Bias in any data set means that the results (and thus how you interpret those results for decision making) are skewed one way or the other.

This is a challenge when collecting any sort of data and efforts must be made to eliminate or reduce bias as much as possible.

Let’s say you wanted to uncover the most important issues faced by people in your country, but you only asked middle-aged, male, white collar workers in leadership positions within food manufacturing companies, then your results would only reflect the opinions of those individuals (who aren’t likely to have a very diverse view of the world).

The same goes for any team or brainstorming discussion, you have to be aware of how the chosen methods can bias the answers and opinions you get towards a subset of the people.

Extrovert bias:

Generally speaking, those with a preference for extraversion will be more comfortable and are more likely to voice their opinions out loud during a brainstorming session. Conversely, those with a preference for introversion are less likely to speak up during a group discussion.

● **WRITTEN TASKS**:
1. Based on the passage about bias, mark each statement (a), (b), and (c) yes or no, and quote the words from the passage that settle it. (a) People who prefer introversion are more likely to speak up in a group discussion. (b) Bias in a data set skews the results one way or the other. (c) The survey example involves workers at food manufacturing companies.
2. In the passage about bias, shorten the paragraph that begins "Let’s say you wanted" and keep its main facts.
3. Pick up the passage about bias in data and brainstorming right after its last sentence, and write what comes next.

Dataset records about object locations:

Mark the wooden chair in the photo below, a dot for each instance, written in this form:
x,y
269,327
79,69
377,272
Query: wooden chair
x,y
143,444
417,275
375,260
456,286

● **EXERCISE RESPONSES**:
1.
(a) No: "those with a preference for introversion are less likely to speak up during a group discussion"
(b) Yes: "the results (and thus how you interpret those results for decision making) are skewed one way or the other"
(c) Yes: "leadership positions within food manufacturing companies"

2. If you asked only middle-aged, male, white-collar leaders at food manufacturing companies about the most important issues people in your country face, your results would reflect only their opinions. Those opinions probably don't cover a very diverse view of the world.

3.
In any group discussion we can only discuss the points that are raised by those in the room. If those who feel comfortable enough to talk aloud are the only ones to raise discussion points (generally those with a preference for extroversion) then your ideas and discussion points will be biased towards their perspective.

What you then have is a situation where those who raised points felt listened to and like their opinions mattered and those who didn’t feel comfortable raising points out loud

Thus to ensure everyone in the session has a voice, it is important to run the session in a way that isn’t biassed towards those who talk the most or the loudest.

Seniority level of any speaker:

Hierarchy plays a significant role in what elements are discussed and ultimately the direction which is taken by the team during a brainstorming session. If the leader voices their opinion before everyone else, then you will generally get consensus around that opinion. This may seem on the surface like everyone is on the same page but in actual fact you won’t be addressing any of the blindspots of the leader.

As much as many businesses say that they don’t have a hierarchical structure, the structure still exists and where you sit on that hierarchy drastically affects how you perceive it. It is easy for the CEO, who has the most control over their time and what others do to believe that there is a flat hierarchical structure, but do you think that the least senior person feels the same way?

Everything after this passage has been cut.